* _WHAT IS NEEDED_:
Say how many lines of the entries below include "block", giving nothing but that number.

Stored data entries:
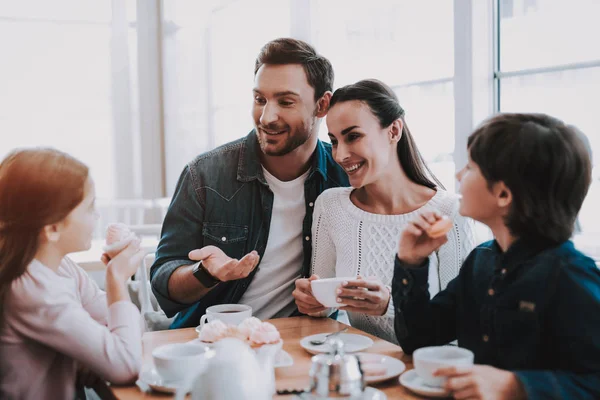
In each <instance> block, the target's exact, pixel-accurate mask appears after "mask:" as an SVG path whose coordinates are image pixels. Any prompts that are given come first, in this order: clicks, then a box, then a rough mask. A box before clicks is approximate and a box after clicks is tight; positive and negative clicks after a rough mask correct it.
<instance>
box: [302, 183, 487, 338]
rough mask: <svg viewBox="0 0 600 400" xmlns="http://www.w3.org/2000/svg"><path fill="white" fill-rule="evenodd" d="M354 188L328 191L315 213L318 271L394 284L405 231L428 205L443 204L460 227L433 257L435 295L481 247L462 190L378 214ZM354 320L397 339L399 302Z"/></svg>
mask: <svg viewBox="0 0 600 400" xmlns="http://www.w3.org/2000/svg"><path fill="white" fill-rule="evenodd" d="M352 190H353V188H335V189H329V190H326V191H325V192H323V193H322V194H321V195H320V196H319V197H318V198H317V201H316V203H315V210H314V214H313V226H312V235H313V259H312V273H314V274H317V275H319V277H321V278H332V277H335V276H339V277H354V276H356V275H361V276H363V277H369V276H376V277H378V278H379V279H380V280H381V281H382V282H383V284H384V285H386V286H387V287H388V288H389V287H390V286H391V284H392V278H393V276H394V259H395V257H396V252H397V249H398V239H399V237H400V232H401V231H402V229H403V228H404V226H405V225H406V223H408V222H409V221H410V220H412V219H413V217H414V216H415V215H416V214H417V213H418V212H419V211H423V210H428V209H429V210H434V209H435V210H438V211H439V212H441V213H442V214H444V215H448V216H451V217H452V218H453V221H454V229H452V230H451V231H450V232H449V233H448V242H447V243H446V244H444V245H443V246H442V247H440V249H439V250H438V251H436V252H434V253H433V254H432V255H431V256H430V257H429V291H430V294H431V296H432V297H433V296H434V295H435V294H436V293H437V292H438V291H439V290H440V289H444V288H445V287H446V285H448V282H450V281H451V280H452V279H454V278H455V277H456V276H457V275H458V271H459V269H460V267H461V265H462V263H463V261H464V259H465V258H466V256H467V255H468V254H469V252H470V251H471V250H472V249H473V248H474V247H475V238H474V233H473V225H472V223H471V221H470V220H469V219H468V218H464V217H462V216H460V215H458V213H457V212H456V210H457V209H458V196H456V195H453V194H450V193H448V192H446V191H444V190H441V189H437V192H436V194H435V195H434V196H433V197H432V198H431V200H429V202H427V203H426V204H425V205H424V206H423V207H421V208H420V209H418V210H415V211H412V212H409V213H406V214H400V215H380V214H372V213H369V212H366V211H363V210H361V209H360V208H358V207H357V206H355V205H354V203H352V201H351V200H350V193H352ZM348 317H349V320H350V323H351V324H352V326H354V327H356V328H358V329H361V330H363V331H365V332H368V333H370V334H372V335H375V336H377V337H380V338H382V339H384V340H387V341H389V342H392V343H398V341H397V339H396V335H395V334H394V304H393V300H391V299H390V303H389V306H388V310H387V312H386V314H384V315H383V316H372V315H366V314H361V313H354V312H349V313H348Z"/></svg>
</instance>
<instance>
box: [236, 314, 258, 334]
mask: <svg viewBox="0 0 600 400" xmlns="http://www.w3.org/2000/svg"><path fill="white" fill-rule="evenodd" d="M261 324H262V321H261V320H260V319H258V318H256V317H250V318H246V319H245V320H243V321H242V322H241V323H240V324H239V325H238V328H239V329H240V331H241V332H242V333H243V334H244V335H245V336H246V339H248V340H249V339H250V335H252V332H253V331H254V330H255V329H257V328H258V327H259V326H260V325H261Z"/></svg>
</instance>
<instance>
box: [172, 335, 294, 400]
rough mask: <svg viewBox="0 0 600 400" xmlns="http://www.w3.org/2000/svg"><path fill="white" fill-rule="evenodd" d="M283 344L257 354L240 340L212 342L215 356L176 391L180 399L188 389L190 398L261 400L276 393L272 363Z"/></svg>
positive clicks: (231, 399)
mask: <svg viewBox="0 0 600 400" xmlns="http://www.w3.org/2000/svg"><path fill="white" fill-rule="evenodd" d="M281 345H282V343H281V342H279V343H278V344H274V345H265V346H262V347H260V348H259V349H258V350H256V353H255V352H254V351H253V350H252V348H250V346H248V345H247V344H246V343H244V342H242V341H241V340H239V339H234V338H225V339H222V340H220V341H218V342H217V343H215V345H214V349H215V351H216V354H215V356H214V357H213V358H212V359H211V360H210V362H209V364H208V366H207V367H206V368H204V370H203V371H202V372H200V373H199V374H193V375H195V377H193V378H192V379H191V380H190V381H189V382H188V384H186V385H183V386H184V387H182V390H178V392H177V397H176V398H178V399H179V398H181V399H183V398H184V397H185V394H186V393H182V392H187V391H188V389H189V388H191V393H192V400H217V399H218V400H263V399H265V400H266V399H272V398H273V395H274V394H275V372H274V368H273V363H274V360H275V355H276V353H277V352H278V351H279V350H280V349H281Z"/></svg>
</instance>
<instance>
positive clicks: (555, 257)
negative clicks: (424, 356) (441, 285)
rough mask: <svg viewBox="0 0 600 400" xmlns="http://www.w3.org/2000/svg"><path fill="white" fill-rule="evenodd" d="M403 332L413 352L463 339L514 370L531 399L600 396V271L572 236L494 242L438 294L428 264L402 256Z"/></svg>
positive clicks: (393, 294) (399, 266)
mask: <svg viewBox="0 0 600 400" xmlns="http://www.w3.org/2000/svg"><path fill="white" fill-rule="evenodd" d="M392 292H393V298H394V304H395V307H396V320H395V324H394V325H395V331H396V335H397V337H398V341H399V342H400V345H401V346H402V348H403V349H404V351H406V352H407V353H409V354H410V353H412V352H413V351H414V350H415V349H417V348H420V347H424V346H431V345H442V344H446V343H448V342H450V341H453V340H455V339H458V345H459V346H461V347H465V348H468V349H470V350H472V351H473V352H474V353H475V362H476V363H477V364H488V365H492V366H494V367H497V368H501V369H505V370H511V371H513V372H515V373H516V375H517V377H518V378H519V380H520V381H521V382H522V384H523V386H524V388H525V390H526V392H527V395H528V398H529V399H600V271H599V270H598V268H597V267H596V264H595V263H594V261H593V260H592V259H590V258H588V257H586V256H585V255H583V254H582V253H580V252H579V251H577V250H576V249H575V248H574V247H573V243H572V242H570V241H568V242H564V243H562V244H560V245H558V246H550V247H549V246H548V245H546V246H544V245H541V244H534V243H532V242H527V241H525V240H519V241H517V242H516V243H514V244H513V245H512V246H511V247H510V248H509V249H508V251H507V252H506V253H503V252H502V251H501V249H500V247H499V246H498V244H497V243H496V242H495V241H493V242H488V243H484V244H482V245H480V246H479V247H477V248H476V249H475V250H473V251H472V252H471V254H470V255H469V257H468V258H467V259H466V260H465V263H464V265H463V267H462V269H461V271H460V274H459V276H458V277H456V278H455V279H454V280H453V281H452V282H450V284H449V285H448V287H447V288H446V289H445V290H444V291H442V292H440V293H438V295H437V296H435V297H434V298H433V299H432V300H429V293H428V290H427V268H426V267H422V268H414V267H413V268H411V267H410V266H407V265H403V264H402V263H401V262H400V261H399V260H398V258H396V265H395V271H394V279H393V283H392Z"/></svg>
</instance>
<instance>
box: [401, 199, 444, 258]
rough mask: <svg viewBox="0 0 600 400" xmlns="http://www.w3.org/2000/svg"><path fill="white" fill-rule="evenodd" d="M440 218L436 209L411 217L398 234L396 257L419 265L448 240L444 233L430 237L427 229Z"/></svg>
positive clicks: (427, 211) (438, 220) (430, 226)
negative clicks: (397, 248) (436, 237)
mask: <svg viewBox="0 0 600 400" xmlns="http://www.w3.org/2000/svg"><path fill="white" fill-rule="evenodd" d="M440 219H442V215H441V214H440V213H438V212H437V211H424V212H421V213H419V214H418V215H417V216H416V217H415V218H413V219H412V220H411V221H410V222H409V223H408V224H407V225H406V228H405V229H404V230H403V231H402V233H401V234H400V242H399V243H398V258H399V259H400V261H402V262H404V263H406V264H410V265H421V264H422V263H423V261H425V259H427V257H429V255H430V254H431V253H432V252H434V251H435V250H437V249H438V248H439V247H440V246H441V245H443V244H444V243H446V242H447V241H448V238H447V237H446V235H443V236H442V237H439V238H437V239H432V238H430V237H429V236H428V235H427V233H426V232H427V230H428V229H429V228H431V226H432V225H433V224H435V223H436V222H437V221H439V220H440Z"/></svg>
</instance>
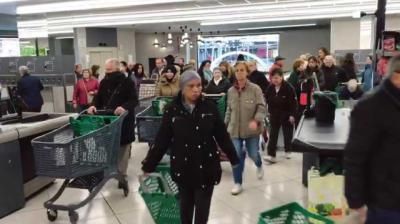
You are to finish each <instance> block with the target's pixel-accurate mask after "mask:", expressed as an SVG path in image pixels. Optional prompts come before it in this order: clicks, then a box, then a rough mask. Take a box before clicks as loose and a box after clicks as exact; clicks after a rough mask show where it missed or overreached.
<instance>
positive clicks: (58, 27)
mask: <svg viewBox="0 0 400 224" xmlns="http://www.w3.org/2000/svg"><path fill="white" fill-rule="evenodd" d="M355 8H356V7H354V6H350V7H349V6H347V7H338V8H336V9H334V10H332V9H331V8H318V9H315V8H312V9H301V10H295V11H293V12H292V11H290V10H281V11H273V12H269V11H263V12H251V14H249V13H247V12H246V11H243V10H244V9H242V13H241V14H231V13H230V14H222V15H221V14H218V13H216V15H214V16H204V14H199V15H190V16H187V17H185V16H182V15H181V16H174V15H172V14H170V15H162V16H167V17H166V18H160V17H161V15H157V14H150V13H149V14H146V15H145V16H146V18H139V17H142V16H141V15H135V14H129V15H115V16H97V17H81V18H75V19H71V18H65V19H49V21H47V22H48V24H49V25H50V26H51V27H55V28H72V27H93V26H111V25H132V24H148V23H167V22H185V21H203V23H204V24H207V20H212V21H210V22H211V23H213V21H214V20H216V21H217V22H218V24H227V23H240V21H242V20H244V21H246V20H248V19H249V18H257V17H258V18H263V19H268V18H269V17H272V18H280V17H285V16H289V15H290V16H305V15H307V16H312V15H313V14H312V13H315V12H318V15H320V16H321V18H331V17H330V14H332V13H335V14H336V13H339V14H343V13H345V12H347V13H348V14H346V15H345V16H350V15H351V13H352V12H353V11H354V9H355ZM362 9H363V10H364V11H368V10H370V11H372V10H373V9H374V6H370V5H367V6H364V7H362ZM175 13H176V12H175ZM306 19H307V18H306ZM202 25H203V24H202Z"/></svg>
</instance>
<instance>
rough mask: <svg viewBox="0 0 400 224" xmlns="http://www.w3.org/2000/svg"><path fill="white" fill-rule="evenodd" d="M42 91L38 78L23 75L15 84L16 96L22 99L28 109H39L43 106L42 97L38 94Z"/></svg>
mask: <svg viewBox="0 0 400 224" xmlns="http://www.w3.org/2000/svg"><path fill="white" fill-rule="evenodd" d="M42 90H43V85H42V82H41V81H40V79H39V78H37V77H35V76H31V75H29V74H25V75H24V76H22V78H21V79H20V80H19V81H18V83H17V91H18V95H20V96H21V97H22V99H23V100H24V103H25V104H26V106H27V107H28V108H26V109H28V110H29V109H39V108H41V107H42V105H43V97H42V95H41V94H40V92H41V91H42Z"/></svg>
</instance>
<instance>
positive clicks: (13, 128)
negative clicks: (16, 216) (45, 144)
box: [0, 89, 70, 219]
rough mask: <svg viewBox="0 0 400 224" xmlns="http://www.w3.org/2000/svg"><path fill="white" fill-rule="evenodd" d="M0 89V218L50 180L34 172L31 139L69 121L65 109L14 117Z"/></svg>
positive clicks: (55, 127) (41, 186) (3, 91)
mask: <svg viewBox="0 0 400 224" xmlns="http://www.w3.org/2000/svg"><path fill="white" fill-rule="evenodd" d="M5 90H6V89H2V91H1V92H2V94H1V99H0V105H1V108H2V110H1V111H2V117H1V118H0V180H1V184H0V219H1V218H2V217H4V216H5V215H7V214H10V213H12V212H14V211H16V210H18V209H20V208H23V206H24V204H25V200H26V198H29V197H31V196H32V195H34V194H35V193H36V192H38V191H39V190H41V189H42V188H44V187H46V186H47V185H49V184H51V183H52V182H53V181H54V179H50V178H42V177H37V176H36V174H35V173H36V171H35V161H34V155H33V149H32V146H31V140H32V139H33V138H35V137H37V136H40V135H42V134H44V133H47V132H49V131H52V130H54V129H57V128H59V127H61V126H63V125H65V124H67V123H68V121H69V117H70V115H69V114H65V113H22V118H20V117H18V116H17V114H16V113H13V112H15V111H12V108H7V110H4V107H5V105H8V106H9V105H11V104H12V103H11V104H10V98H9V96H8V91H5Z"/></svg>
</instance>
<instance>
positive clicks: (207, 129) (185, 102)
mask: <svg viewBox="0 0 400 224" xmlns="http://www.w3.org/2000/svg"><path fill="white" fill-rule="evenodd" d="M180 87H181V89H182V91H181V92H180V93H179V94H178V96H177V97H176V98H175V99H174V101H173V102H172V103H171V104H169V105H168V106H167V107H166V110H165V113H164V116H163V119H162V122H161V127H160V129H159V132H158V134H157V137H156V141H155V145H154V147H153V148H152V149H150V151H149V153H148V154H147V156H146V159H145V160H144V161H143V167H142V170H143V171H144V172H145V173H151V172H153V171H154V170H155V168H156V166H157V164H158V163H159V161H160V160H161V158H162V157H163V155H164V154H165V153H166V151H167V150H168V149H170V150H171V176H172V178H173V180H174V181H175V182H176V183H177V185H178V188H179V196H180V197H179V199H180V200H179V203H180V212H181V222H182V223H183V224H192V223H193V213H194V214H195V217H194V223H207V220H208V215H209V210H210V203H211V197H212V194H213V190H214V185H217V184H218V183H219V182H220V180H221V165H220V161H219V152H218V150H217V145H216V142H217V143H218V145H220V146H221V148H222V149H223V150H224V152H225V153H226V154H227V156H228V158H229V160H230V161H231V164H232V165H236V164H238V162H239V161H238V158H237V156H236V153H235V149H234V146H233V144H232V141H231V139H230V137H229V134H228V133H227V131H226V128H225V125H224V122H223V121H222V120H221V118H220V115H219V113H218V110H217V108H216V106H215V104H214V103H213V102H212V101H206V100H204V99H203V98H202V97H201V91H202V83H201V78H200V76H199V75H198V74H197V73H196V72H195V71H187V72H184V73H183V74H182V78H181V80H180ZM194 210H196V211H195V212H194Z"/></svg>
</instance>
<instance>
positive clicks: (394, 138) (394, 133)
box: [344, 80, 400, 212]
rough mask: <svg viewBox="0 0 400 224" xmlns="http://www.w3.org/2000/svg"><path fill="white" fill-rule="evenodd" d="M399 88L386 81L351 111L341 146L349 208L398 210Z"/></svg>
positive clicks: (360, 100)
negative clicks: (346, 144) (347, 129)
mask: <svg viewBox="0 0 400 224" xmlns="http://www.w3.org/2000/svg"><path fill="white" fill-rule="evenodd" d="M399 133H400V90H399V89H397V88H395V87H394V86H393V84H392V83H391V82H390V81H389V80H385V81H384V83H383V84H382V85H381V86H380V87H378V88H377V90H375V91H374V92H373V93H371V94H370V95H368V96H366V97H364V98H363V99H362V100H360V101H359V102H358V103H357V105H356V106H355V108H354V110H353V111H352V113H351V129H350V135H349V140H348V142H347V145H346V147H345V156H344V165H345V180H346V181H345V190H346V197H347V200H348V202H349V206H350V208H360V207H361V206H363V205H367V206H372V207H378V208H382V209H387V210H396V211H397V212H400V163H399V158H400V138H399Z"/></svg>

* _EXERCISE RESPONSE_:
2